Problem statement » Reproduce, word for word, the portion of the excerpt on conservation paleobiology research that opens with the words "Figure 4. Relative" and closes with "(CC BY 3.0).".

Extract to read »
──────

Both the survey and literature review revealed that CPB research is not evenly distributed across taxa, with most of the research focusing on a few taxonomic groups. Survey participants who self-identified as conservation paleobiologists primarily studied marine invertebrates (27%, n = 57) and terrestrial or freshwater vertebrates (19%, n = 41), although many taxonomic groups were represented across their work (37% invertebrates [n = 79], 32% vertebrates [n = 69], 15% plants [n = 32], and 13% microorganisms [n = 28]; Figure 4A). More specifically, molluscs (20%, n = 50) and mammals (18%, n = 44) emerged as common focal taxa in the survey. Publications in the literature review also concentrated on these taxonomic groups, with 43% focusing on marine invertebrates (n = 40; primarily molluscs) and 32% focusing on terrestrial or freshwater vertebrates (n = 30; primarily mammals; Figure 4B). Research on these groups has undoubtedly been aided by the availability of preservable hard parts, given that some taxa and environments are better preserved in the rock record than others (Kidwell and Flessa, 1996; Foote and Sepkoski, 1999; Shaw et al., 2020). Their taphonomy has also been well-studied (e.g., Behrensmeyer, 1978; Behrensmeyer et al., 2000; Kidwell et al., 2001; Kidwell, 2002, 2007, 2013; Kosnik et al., 2009; Terry, 2010; Behrensmeyer and Miller, 2012; Miller et al., 2014; Tomašových et al., 2016), facilitating inferences about how these organisms respond to environmental stimuli. In contrast, microorganisms received less attention than most other groups (Figure 4) despite their importance in climate research (e.g., Yasuhara et al., 2020).

FIGURE 4

Figure 4. Relative proportions of taxonomic groups and habitats studied by (A) survey participants who self-identified as conservation paleobiologists and (B) publications in the literature review. Four survey participants worked on taxa that were not included in the categories provided (e.g., terrestrial fungi). Marine and terrestrial (including freshwater) habitats received similar attention across CPB research, although marine invertebrates and terrestrial vertebrates were disproportionately studied relative to other taxonomic groups. Graphics were obtained from the PhyloPic image library and are attributed to: K. S. Collins, T. J. Cunha, Y. Wong, N. Vitek, H. N. Eyster (CC BY 3.0), D. W. Bapst (modified from Figure 1 of Belanger (2011) PALAIOS; CC BY 3.0), I. Contreras (CC BY 3.0), and T. M. Keesey and Tanetahi (CC BY 3.0).

──────

Provided data »
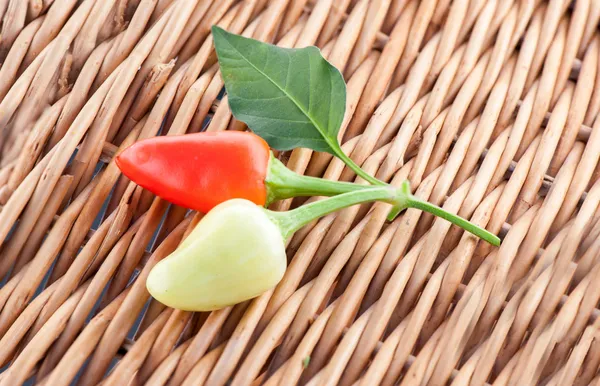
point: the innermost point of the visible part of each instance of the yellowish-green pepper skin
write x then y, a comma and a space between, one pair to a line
235, 253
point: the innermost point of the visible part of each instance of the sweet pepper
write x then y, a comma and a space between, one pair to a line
237, 251
199, 171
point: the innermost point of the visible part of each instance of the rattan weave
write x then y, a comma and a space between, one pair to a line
490, 108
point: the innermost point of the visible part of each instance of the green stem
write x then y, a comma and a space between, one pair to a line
283, 183
414, 202
289, 222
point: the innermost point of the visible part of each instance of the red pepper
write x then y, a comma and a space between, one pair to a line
199, 171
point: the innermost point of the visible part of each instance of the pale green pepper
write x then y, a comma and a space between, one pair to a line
237, 251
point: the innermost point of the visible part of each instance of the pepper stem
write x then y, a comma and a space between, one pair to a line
289, 222
283, 183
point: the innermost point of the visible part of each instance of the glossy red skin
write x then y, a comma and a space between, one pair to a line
201, 170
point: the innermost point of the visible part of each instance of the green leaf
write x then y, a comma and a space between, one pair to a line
290, 97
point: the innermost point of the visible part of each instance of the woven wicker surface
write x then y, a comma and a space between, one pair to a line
489, 107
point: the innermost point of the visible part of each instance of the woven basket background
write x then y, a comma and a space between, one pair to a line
489, 107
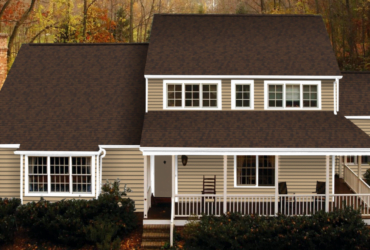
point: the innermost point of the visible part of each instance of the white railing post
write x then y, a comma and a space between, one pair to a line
276, 185
359, 172
225, 184
174, 158
327, 185
145, 187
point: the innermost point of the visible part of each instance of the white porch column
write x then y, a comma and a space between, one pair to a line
359, 172
327, 185
276, 184
145, 186
225, 183
174, 158
340, 166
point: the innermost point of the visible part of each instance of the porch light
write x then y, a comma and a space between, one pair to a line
184, 160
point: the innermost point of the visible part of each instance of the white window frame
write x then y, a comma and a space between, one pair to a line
200, 82
257, 173
233, 94
60, 194
301, 84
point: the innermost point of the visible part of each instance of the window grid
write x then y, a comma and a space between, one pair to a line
81, 174
59, 174
266, 170
174, 95
242, 95
209, 95
192, 95
310, 96
37, 174
276, 96
292, 96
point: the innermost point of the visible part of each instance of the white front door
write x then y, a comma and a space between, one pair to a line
163, 169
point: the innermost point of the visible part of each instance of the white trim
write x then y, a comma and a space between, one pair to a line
253, 151
233, 94
358, 117
146, 94
59, 194
284, 83
257, 177
56, 153
201, 82
21, 193
239, 77
10, 145
119, 146
152, 165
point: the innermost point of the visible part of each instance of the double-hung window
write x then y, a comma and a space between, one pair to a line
291, 95
60, 176
192, 94
242, 94
254, 171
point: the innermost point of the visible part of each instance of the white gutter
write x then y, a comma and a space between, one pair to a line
239, 77
254, 151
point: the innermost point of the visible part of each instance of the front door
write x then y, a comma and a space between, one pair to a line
163, 169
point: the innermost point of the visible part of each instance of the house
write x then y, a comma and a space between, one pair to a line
218, 113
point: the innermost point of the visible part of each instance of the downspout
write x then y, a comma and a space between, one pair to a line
100, 169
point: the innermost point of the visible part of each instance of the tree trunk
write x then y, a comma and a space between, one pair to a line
16, 29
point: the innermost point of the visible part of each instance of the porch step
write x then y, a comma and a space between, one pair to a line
155, 236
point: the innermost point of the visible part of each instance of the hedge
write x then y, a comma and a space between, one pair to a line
340, 229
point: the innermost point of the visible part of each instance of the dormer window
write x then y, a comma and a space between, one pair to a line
192, 94
285, 95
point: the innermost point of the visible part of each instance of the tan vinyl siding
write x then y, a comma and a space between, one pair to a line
27, 199
155, 94
128, 166
302, 172
9, 174
363, 124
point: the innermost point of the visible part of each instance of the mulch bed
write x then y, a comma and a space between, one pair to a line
23, 241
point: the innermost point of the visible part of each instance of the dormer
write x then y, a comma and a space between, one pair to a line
241, 62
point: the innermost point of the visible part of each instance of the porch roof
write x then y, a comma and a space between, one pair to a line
251, 129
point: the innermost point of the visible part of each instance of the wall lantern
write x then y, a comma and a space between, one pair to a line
184, 160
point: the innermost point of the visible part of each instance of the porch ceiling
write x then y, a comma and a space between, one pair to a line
274, 131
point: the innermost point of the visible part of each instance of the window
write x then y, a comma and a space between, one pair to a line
192, 94
242, 94
292, 95
60, 176
253, 171
174, 95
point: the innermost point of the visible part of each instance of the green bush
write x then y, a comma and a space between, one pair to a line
76, 222
335, 230
7, 219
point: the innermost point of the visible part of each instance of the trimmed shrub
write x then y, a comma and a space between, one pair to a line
76, 222
341, 229
7, 219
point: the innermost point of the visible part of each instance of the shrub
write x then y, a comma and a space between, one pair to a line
75, 222
343, 229
7, 219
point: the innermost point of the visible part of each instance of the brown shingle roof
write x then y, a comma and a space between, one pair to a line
354, 94
258, 129
74, 97
240, 45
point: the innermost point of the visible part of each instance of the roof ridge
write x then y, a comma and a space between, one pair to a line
241, 15
82, 44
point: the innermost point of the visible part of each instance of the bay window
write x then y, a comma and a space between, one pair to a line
192, 94
293, 95
254, 171
60, 176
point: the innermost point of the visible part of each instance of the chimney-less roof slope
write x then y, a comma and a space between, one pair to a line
240, 45
74, 97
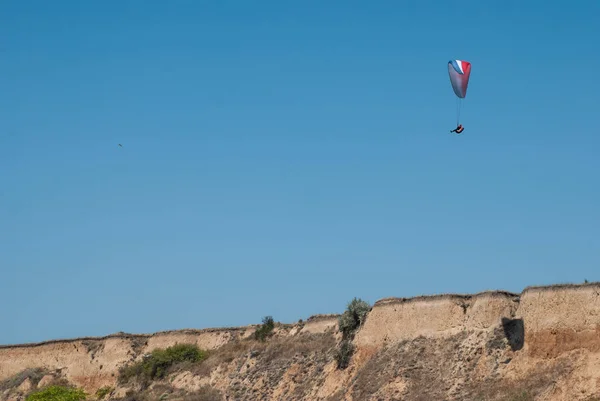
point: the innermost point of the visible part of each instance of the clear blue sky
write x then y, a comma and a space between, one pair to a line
280, 159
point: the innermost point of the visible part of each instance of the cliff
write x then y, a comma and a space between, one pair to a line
543, 344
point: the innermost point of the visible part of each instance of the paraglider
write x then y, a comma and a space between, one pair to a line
459, 71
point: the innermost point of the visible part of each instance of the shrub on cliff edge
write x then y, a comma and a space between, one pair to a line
57, 393
156, 364
353, 317
266, 329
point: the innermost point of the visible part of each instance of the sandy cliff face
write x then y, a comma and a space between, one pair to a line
447, 347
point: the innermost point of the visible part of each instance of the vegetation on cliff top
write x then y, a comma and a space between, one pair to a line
156, 365
57, 393
353, 317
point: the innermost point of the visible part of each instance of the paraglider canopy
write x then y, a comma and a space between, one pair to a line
459, 71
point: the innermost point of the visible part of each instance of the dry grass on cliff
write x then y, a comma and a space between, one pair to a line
432, 369
166, 392
276, 349
34, 375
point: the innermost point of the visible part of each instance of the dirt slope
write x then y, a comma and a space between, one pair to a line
487, 346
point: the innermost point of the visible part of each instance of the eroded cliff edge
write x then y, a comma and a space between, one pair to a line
545, 340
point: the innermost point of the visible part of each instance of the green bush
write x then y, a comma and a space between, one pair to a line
353, 317
157, 364
103, 392
265, 330
57, 393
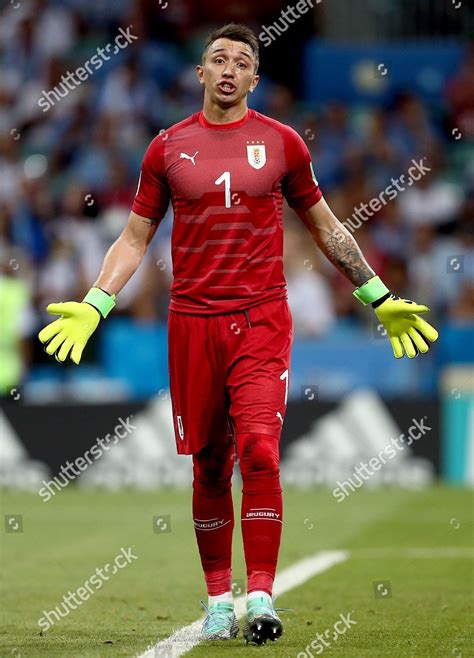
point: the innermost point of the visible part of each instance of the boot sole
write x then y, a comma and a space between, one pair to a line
262, 629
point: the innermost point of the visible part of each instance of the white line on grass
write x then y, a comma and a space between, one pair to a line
184, 639
405, 552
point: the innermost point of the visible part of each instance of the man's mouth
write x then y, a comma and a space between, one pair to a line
227, 87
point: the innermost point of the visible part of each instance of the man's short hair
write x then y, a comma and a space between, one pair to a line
235, 32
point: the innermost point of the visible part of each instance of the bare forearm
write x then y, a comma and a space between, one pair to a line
344, 252
337, 243
120, 263
126, 253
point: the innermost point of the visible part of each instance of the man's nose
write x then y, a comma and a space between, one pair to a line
228, 72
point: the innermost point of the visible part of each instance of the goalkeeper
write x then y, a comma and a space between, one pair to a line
226, 170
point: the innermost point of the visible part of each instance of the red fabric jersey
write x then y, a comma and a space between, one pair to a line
226, 183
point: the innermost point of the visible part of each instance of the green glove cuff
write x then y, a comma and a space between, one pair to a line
100, 300
371, 290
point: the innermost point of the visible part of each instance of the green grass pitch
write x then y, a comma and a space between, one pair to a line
428, 611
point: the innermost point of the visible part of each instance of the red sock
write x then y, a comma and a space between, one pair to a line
261, 507
213, 514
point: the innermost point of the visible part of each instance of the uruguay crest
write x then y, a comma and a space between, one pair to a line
256, 155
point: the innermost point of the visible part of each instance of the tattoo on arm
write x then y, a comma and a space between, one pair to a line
343, 251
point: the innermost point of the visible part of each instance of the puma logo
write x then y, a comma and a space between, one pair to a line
185, 156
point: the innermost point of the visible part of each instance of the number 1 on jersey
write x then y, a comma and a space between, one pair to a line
225, 178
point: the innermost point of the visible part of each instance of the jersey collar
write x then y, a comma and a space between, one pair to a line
223, 126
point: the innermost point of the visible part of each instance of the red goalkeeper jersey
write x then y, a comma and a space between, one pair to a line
226, 183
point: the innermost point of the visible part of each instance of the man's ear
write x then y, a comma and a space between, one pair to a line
255, 81
200, 73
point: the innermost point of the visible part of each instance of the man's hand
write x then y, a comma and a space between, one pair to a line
71, 331
76, 325
408, 333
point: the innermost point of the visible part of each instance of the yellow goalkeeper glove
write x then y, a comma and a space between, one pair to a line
409, 334
78, 321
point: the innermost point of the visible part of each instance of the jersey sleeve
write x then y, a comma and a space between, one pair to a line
299, 185
153, 195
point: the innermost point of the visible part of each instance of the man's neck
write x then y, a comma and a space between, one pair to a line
217, 114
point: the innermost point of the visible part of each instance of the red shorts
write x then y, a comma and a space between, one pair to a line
229, 373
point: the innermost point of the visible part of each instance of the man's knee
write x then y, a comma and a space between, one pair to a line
258, 455
212, 470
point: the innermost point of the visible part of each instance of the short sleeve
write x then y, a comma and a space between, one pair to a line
152, 196
299, 185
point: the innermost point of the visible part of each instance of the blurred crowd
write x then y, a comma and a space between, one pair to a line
68, 175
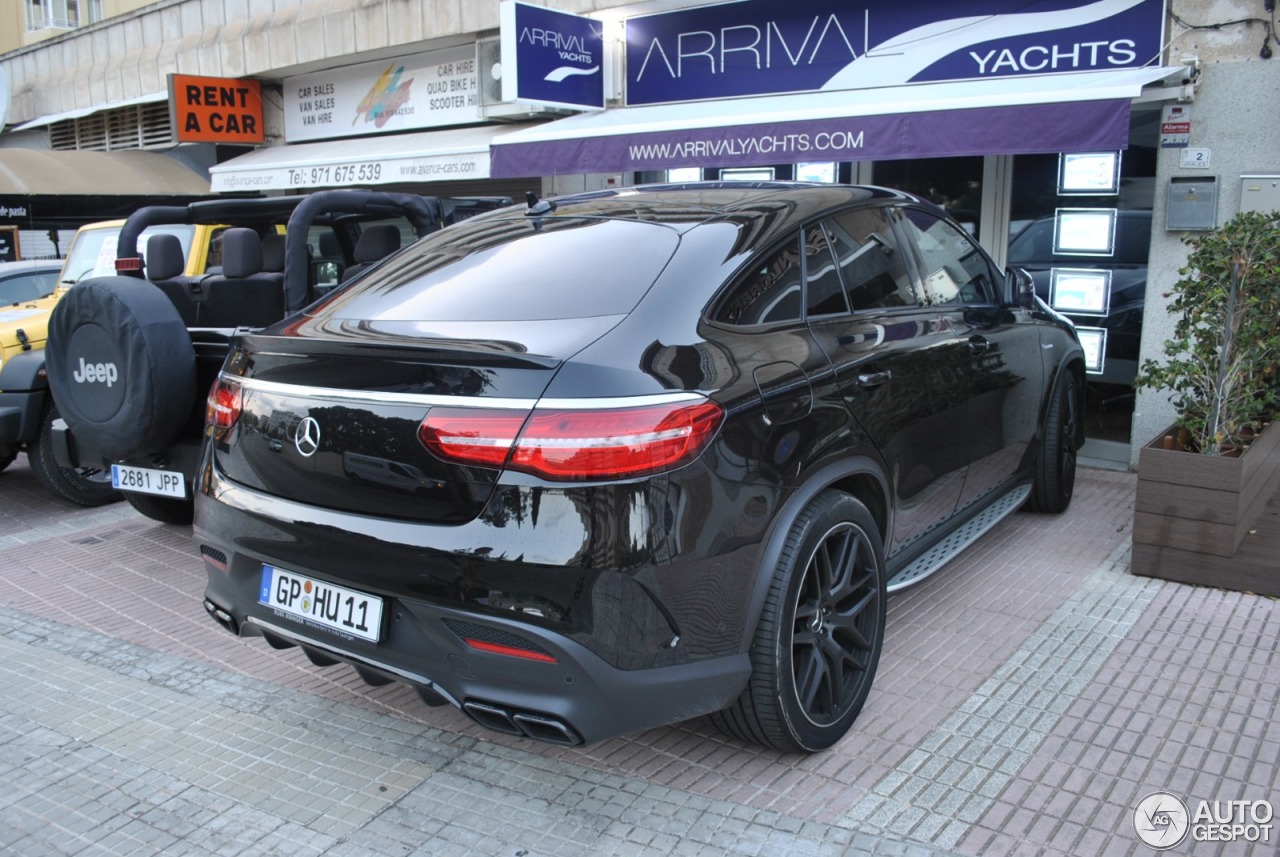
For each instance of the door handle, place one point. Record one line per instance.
(873, 379)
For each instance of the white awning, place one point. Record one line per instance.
(151, 97)
(41, 172)
(999, 115)
(458, 154)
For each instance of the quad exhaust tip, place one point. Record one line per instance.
(525, 724)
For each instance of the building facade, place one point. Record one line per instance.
(1128, 131)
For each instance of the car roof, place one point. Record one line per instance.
(703, 201)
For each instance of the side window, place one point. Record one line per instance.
(826, 296)
(769, 293)
(874, 271)
(955, 270)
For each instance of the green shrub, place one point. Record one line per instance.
(1223, 363)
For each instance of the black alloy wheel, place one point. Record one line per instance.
(833, 626)
(1055, 467)
(821, 632)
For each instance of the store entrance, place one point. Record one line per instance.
(1080, 224)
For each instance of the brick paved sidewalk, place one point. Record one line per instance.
(1028, 697)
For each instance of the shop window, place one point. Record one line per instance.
(954, 183)
(822, 172)
(56, 14)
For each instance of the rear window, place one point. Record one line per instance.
(513, 270)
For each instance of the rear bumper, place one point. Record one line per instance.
(612, 656)
(577, 699)
(19, 416)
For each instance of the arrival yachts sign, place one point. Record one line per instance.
(762, 46)
(551, 58)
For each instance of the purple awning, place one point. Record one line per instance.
(1015, 129)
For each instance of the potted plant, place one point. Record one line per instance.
(1205, 484)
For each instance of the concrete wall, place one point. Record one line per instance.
(1234, 115)
(133, 54)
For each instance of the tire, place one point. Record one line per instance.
(163, 509)
(122, 366)
(819, 635)
(1055, 466)
(82, 486)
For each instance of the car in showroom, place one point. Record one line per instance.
(620, 459)
(1102, 294)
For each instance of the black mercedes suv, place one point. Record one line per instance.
(620, 459)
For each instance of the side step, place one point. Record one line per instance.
(969, 532)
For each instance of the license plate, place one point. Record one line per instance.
(142, 480)
(330, 606)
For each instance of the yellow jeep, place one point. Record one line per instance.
(26, 408)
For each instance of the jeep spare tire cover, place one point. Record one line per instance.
(120, 366)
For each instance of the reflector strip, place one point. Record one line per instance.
(510, 651)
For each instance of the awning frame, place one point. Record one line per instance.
(1077, 111)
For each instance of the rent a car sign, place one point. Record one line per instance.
(216, 110)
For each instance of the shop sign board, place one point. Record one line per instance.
(551, 58)
(764, 47)
(9, 244)
(360, 169)
(1175, 125)
(428, 90)
(216, 110)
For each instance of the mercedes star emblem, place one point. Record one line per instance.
(306, 438)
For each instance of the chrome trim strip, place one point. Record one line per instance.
(421, 399)
(347, 658)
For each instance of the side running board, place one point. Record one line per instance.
(969, 532)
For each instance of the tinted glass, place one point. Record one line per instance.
(873, 269)
(826, 294)
(771, 292)
(955, 269)
(515, 270)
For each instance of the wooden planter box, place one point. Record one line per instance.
(1206, 518)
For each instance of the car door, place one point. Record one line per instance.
(999, 370)
(895, 357)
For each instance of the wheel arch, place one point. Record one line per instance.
(1075, 366)
(859, 477)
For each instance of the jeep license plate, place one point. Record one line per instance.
(142, 480)
(336, 608)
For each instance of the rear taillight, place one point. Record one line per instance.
(223, 407)
(574, 444)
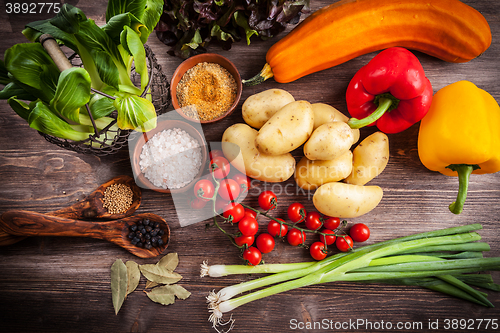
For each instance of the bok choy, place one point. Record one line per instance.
(57, 103)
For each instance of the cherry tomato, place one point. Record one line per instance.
(252, 255)
(215, 152)
(313, 221)
(229, 189)
(296, 237)
(265, 243)
(296, 212)
(329, 240)
(234, 212)
(220, 167)
(359, 232)
(248, 240)
(318, 251)
(268, 200)
(198, 203)
(331, 223)
(243, 181)
(204, 188)
(276, 229)
(248, 226)
(250, 213)
(344, 243)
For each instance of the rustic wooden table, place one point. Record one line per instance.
(61, 284)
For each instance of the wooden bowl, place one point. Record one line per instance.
(193, 61)
(141, 179)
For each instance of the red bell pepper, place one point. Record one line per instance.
(391, 91)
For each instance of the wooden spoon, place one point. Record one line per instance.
(92, 207)
(25, 223)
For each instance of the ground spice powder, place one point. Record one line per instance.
(206, 91)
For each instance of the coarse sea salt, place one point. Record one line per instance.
(171, 159)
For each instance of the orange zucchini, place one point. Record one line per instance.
(447, 29)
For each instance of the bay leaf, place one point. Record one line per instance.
(159, 274)
(119, 282)
(170, 261)
(163, 295)
(133, 275)
(180, 291)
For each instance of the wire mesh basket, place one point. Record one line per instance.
(110, 140)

──────

Solution to the problem »
Figure 4. Relative proportions of taxonomic groups and habitats studied by (A) survey participants who self-identified as conservation paleobiologists and (B) publications in the literature review. Four survey participants worked on taxa that were not included in the categories provided (e.g., terrestrial fungi). Marine and terrestrial (including freshwater) habitats received similar attention across CPB research, although marine invertebrates and terrestrial vertebrates were disproportionately studied relative to other taxonomic groups. Graphics were obtained from the PhyloPic image library and are attributed to: K. S. Collins, T. J. Cunha, Y. Wong, N. Vitek, H. N. Eyster (CC BY 3.0), D. W. Bapst (modified from Figure 1 of Belanger (2011) PALAIOS; CC BY 3.0), I. Contreras (CC BY 3.0), and T. M. Keesey and Tanetahi (CC BY 3.0).